Istruzioni:
Per favore, rispondi a queste domande sull'articolo dedicato al biotech italiano:
1. Quanti dipendenti conta il settore?
2. Chi è il presidente di Assobiotec?
3. In quale anno Nicox è migrata alla borsa di Parigi?

Biotech, la carica delle 220

Oltre 220 imprese, con una forte predominanza di aziende dedicate alla cura della salute, oltre 14 mila dipendenti, di cui un terzo impegnati in attività di ricerca e sviluppo, più di 4 miliardi di fatturato. È il biotech italiano che «prosegue deciso la propria corsa: gli ultimi dati ci consegnano un settore con ritmi di crescita a due cifre». Roberto Gradnik, presidente di Assobiotec, in occasione dell'apertura BioEurope Spring, una delle più importanti manifestazioni internazionali dedicate alle biotecnologie, che si svolge per la prima volta in Italia, incalza: «i numeri sono tutti positivi ma è un settore fatto da piccole e medie imprese, nate di recente, immature. Ora servono incentivi che consentano al comparto di consolidarsi».
Per Gradnik «non si tratta di distribuire fondi a pioggia, ma di adottare interventi mirati» e gli imprenditori leader del settore sono d'accordo con lui. Una leva su cui far pressione sono per esempio i progetti di ricerca e la loro redazione. «In Italia bisogna imparare a scriverli», afferma Ennio Ongini, biologo, vicepresidente e capo della ricerca di Nicox. La società è migrata nel '99 alla borsa di Parigi per poter crescere e da qui divenuta francese, anche se nata a Milano dalle idee tutte italiane di Michele Garufi, un manager esperto nel business farmaceutico internazionale e oggi amministratore delegato di Nicox, e di Pietro del Soldato, biologo, a cui va il merito di aver capito come legare l'ossido nitrico ad altre molecole. Secondo Ongini, «è necessario entrare in tutti i meccanismi di Bruxelles che mettono a disposizione fondi per la ricerca e il primo passo è imparare a presentare le domande in modo corretto. I nostri concorrenti sono bravi, mentre in Italia non siamo abituati a competere su questo terreno perché i fondi pubblici vengono distribuiti a pioggia».

Dati di puntamento delle regioni

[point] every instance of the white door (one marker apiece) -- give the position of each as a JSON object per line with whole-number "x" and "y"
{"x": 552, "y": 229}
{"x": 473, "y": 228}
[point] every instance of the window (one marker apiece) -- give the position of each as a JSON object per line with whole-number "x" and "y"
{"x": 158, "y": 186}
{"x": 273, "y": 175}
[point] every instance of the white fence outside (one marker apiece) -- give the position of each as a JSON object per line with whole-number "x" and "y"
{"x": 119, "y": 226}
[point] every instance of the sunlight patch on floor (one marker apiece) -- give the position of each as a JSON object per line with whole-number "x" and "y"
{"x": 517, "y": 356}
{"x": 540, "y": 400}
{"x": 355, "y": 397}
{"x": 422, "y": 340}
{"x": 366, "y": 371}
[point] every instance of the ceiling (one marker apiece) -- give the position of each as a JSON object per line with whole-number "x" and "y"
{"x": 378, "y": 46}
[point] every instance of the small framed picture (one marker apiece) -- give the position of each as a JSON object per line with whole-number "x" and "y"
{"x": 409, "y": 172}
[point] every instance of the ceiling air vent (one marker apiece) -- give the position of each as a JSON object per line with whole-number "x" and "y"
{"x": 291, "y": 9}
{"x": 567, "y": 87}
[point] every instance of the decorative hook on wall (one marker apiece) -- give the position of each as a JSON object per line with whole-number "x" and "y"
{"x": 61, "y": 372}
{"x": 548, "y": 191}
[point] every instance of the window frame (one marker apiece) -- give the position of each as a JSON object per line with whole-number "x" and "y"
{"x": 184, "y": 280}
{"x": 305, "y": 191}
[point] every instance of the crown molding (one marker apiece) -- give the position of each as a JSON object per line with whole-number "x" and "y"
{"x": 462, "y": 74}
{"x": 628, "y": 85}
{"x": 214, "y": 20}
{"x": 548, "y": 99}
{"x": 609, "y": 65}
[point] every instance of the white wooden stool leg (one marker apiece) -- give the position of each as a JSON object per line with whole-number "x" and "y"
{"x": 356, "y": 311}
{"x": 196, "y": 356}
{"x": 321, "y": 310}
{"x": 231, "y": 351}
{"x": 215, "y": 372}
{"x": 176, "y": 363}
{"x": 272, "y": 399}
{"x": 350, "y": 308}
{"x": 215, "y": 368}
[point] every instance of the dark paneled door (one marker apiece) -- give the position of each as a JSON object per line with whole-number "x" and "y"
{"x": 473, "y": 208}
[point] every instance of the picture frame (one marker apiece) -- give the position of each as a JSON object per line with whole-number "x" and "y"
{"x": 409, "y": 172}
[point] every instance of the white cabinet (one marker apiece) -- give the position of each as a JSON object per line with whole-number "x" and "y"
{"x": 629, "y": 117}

Risposta:
1. Oltre 14 mila.
2. Roberto Gradnik.
3. Nel '99.